* _TASK LIST_:
[A] Answer these questions from the passage on the LA coating of the np-Au monolith, one per line:
(i) What percentage of its mass did the SAM-modified np-Au monolith lose during the TGA temperature scan?
(ii) How many LA molecules are there per unit cell?
(iii) What was the TGA mass loss after the extra 7 h wash with binding buffer?
[B] The passage on the LA coating of the np-Au monolith reports coverages of LA on flat gold surfaces. List every one, with the value in mol cm⁻² and in molecules m⁻².
[C] Does the passage on the LA coating of the np-Au monolith agree with each statement below? Answer yes or no and quote the words that decide it.
(i) The monolith was modified by running a 1 mM LA solution in ethanol through it for 1 h.
(ii) The LA molecules formed a complete, ordered layer on the monolith surface.
(iii) The extra 7 h wash with binding buffer greatly changed the TGA mass loss.

* _GIVEN PASSAGE_:
----

The np-Au monolith modified by 1 h of circulation of a 1 mM LA solution in ethanol and referred to here as “SAM-modified np-Au monolith” was subjected to TGA and found to lose 0.30% of its mass during the temperature scan (Fig. 2a). This mass loss corresponded to 0.4485 mg m⁻² of LA self-assembled onto the np-Au monolith surface giving a corresponding surface coverage of 1.31 × 10¹⁸ molecules m⁻². Based on theoretical estimates, a complete and ordered coverage of LA molecules on a gold surface would have resulted in 3.45 × 10¹⁸ – 4.40 × 10¹⁸ molecules m⁻². This range was calculated based on the three possible surface areas (0.91 nm², 1.09 nm², and 1.16 nm²) using the reported crystal structure unit cell dimensions of LA: a = 11.744 Å, b = 9.895 Å, c = 9.246 Å, where there were four LA molecules per unit cell [73]. This suggests that the LA molecules assembled in a disorderedly fashion on np-Au monolith surface with possible incompleteness of coverage. Reported surface coverages of LA on flat gold surfaces are 3.00 × 10⁻¹⁰ mol cm⁻² (1.81 × 10¹⁸ molecules m⁻²) [74], 3.50 × 10⁻¹⁰ mol cm⁻² (2.11 × 10¹⁸ molecules m⁻²) [75] and 2.42 × 10⁻¹⁰ mol cm⁻² (1.46 × 10¹⁸ molecules m⁻²) [76]. An additional TGA mass loss of 0.1311 mg m⁻². np-Au was found during the temperature scan of SAM-modified np-Au subjected to DMTMM activation of carboxylic acids to esters and increased the weight change percent to 0.39% (Fig. 2a). We tested the stability of the SAM formed on the np-Au monolith by washing it with binding buffer for another 7 h; the TGA mass loss was 0.41% which was an insignificant change when compared to that for the one washed for only 30 min (0.39%) (Fig. 2a).

----

* _PROVIDED MATERIAL_:
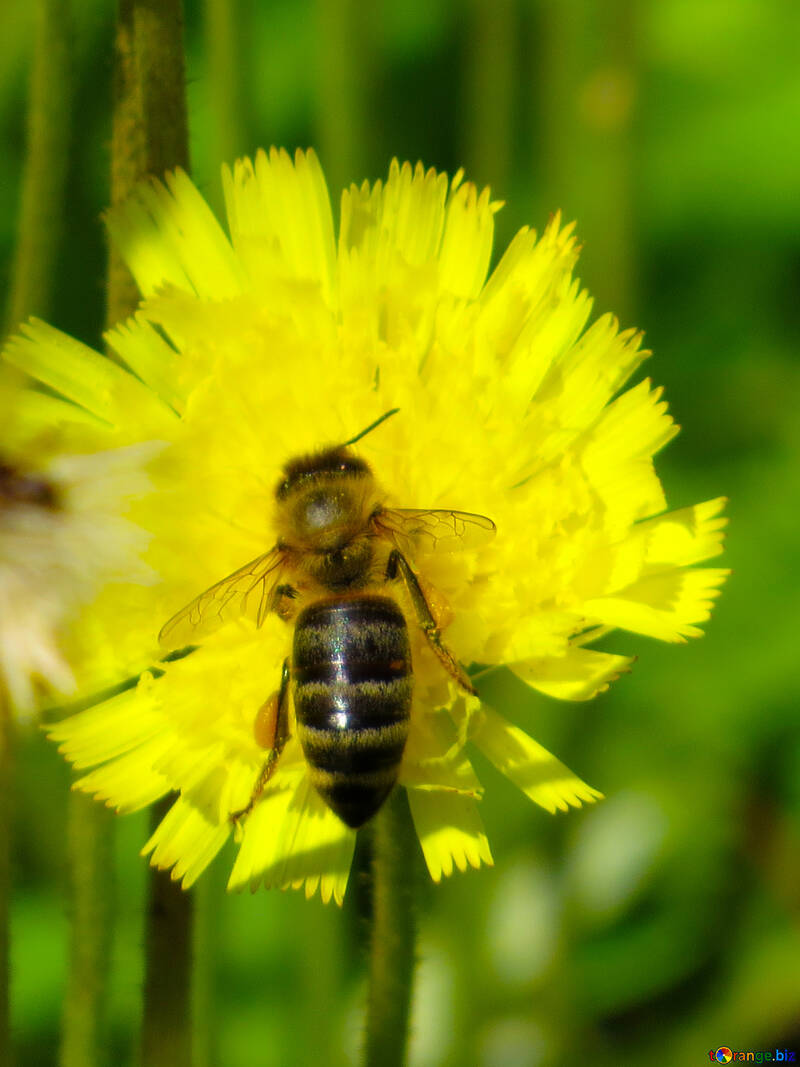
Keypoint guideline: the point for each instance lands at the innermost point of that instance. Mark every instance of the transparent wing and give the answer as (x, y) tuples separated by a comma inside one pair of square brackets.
[(246, 591), (444, 530)]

----

* _SOLUTIONS_:
[A]
(i) 0.30%
(ii) Four
(iii) 0.41%

[B]
- 3.00 × 10⁻¹⁰ mol cm⁻² (1.81 × 10¹⁸ molecules m⁻²)
- 3.50 × 10⁻¹⁰ mol cm⁻² (2.11 × 10¹⁸ molecules m⁻²)
- 2.42 × 10⁻¹⁰ mol cm⁻² (1.46 × 10¹⁸ molecules m⁻²)

[C]
(i) Yes: "modified by 1 h of circulation of a 1 mM LA solution in ethanol"
(ii) No: "This suggests that the LA molecules assembled in a disorderedly fashion on np-Au monolith surface with possible incompleteness of coverage."
(iii) No: "the TGA mass loss was 0.41% which was an insignificant change"